◆ **Compito assegnato 1**
Secondo il testo sul licenziamento per giustificato motivo oggettivo, su chi grava l'onere di provare in giudizio che non esisteva alcuna posizione di lavoro analoga a quella soppressa?
◆ **Compito assegnato 2**
Riporta fedelmente il passo del testo sul licenziamento per giustificato motivo oggettivo da "5.2. E’ stato" fino a "3.12.2019 n. 31520)." compreso.

◆ **Testo del documento**
◆ ◆ ◆

5.2. E’ stato precisato che grava sul datore di lavoro, in caso di licenziamento per giustificato motivo oggettivo, per la soppressione del posto di lavoro cui era addetto il lavoratore, l’onere di provare in giudizio che al momento del licenziamento non sussisteva alcuna posizione di lavoro analoga a quella soppressa per l’espletamento di mansioni equivalenti, non venendo tuttavia in rilievo tutte le mansioni inferiori dell’organigramma aziendale, ma solo quelle che siano compatibili con le competenze professionali del lavoratore, ovvero quelle che siano state effettivamente già svolte, contestualmente o in precedenza, senza che sia previsto un obbligo del datore di lavoro di fornire un’ulteriore o diversa formazione del prestatore per la salvaguardia del posto di lavoro (cfr., da ultimo, Cass. 3.12.2019 n. 31520).

◆ ◆ ◆

◆ **Righe di dati**
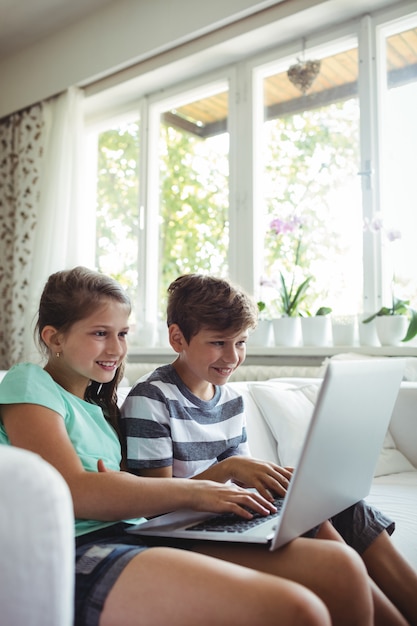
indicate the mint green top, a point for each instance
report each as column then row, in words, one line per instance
column 92, row 436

◆ ◆ ◆

◆ **Risposta corretta 1**
Sul datore di lavoro.

◆ **Risposta corretta 2**
5.2. E’ stato precisato che grava sul datore di lavoro, in caso di licenziamento per giustificato motivo oggettivo, per la soppressione del posto di lavoro cui era addetto il lavoratore, l’onere di provare in giudizio che al momento del licenziamento non sussisteva alcuna posizione di lavoro analoga a quella soppressa per l’espletamento di mansioni equivalenti, non venendo tuttavia in rilievo tutte le mansioni inferiori dell’organigramma aziendale, ma solo quelle che siano compatibili con le competenze professionali del lavoratore, ovvero quelle che siano state effettivamente già svolte, contestualmente o in precedenza, senza che sia previsto un obbligo del datore di lavoro di fornire un’ulteriore o diversa formazione del prestatore per la salvaguardia del posto di lavoro (cfr., da ultimo, Cass. 3.12.2019 n. 31520).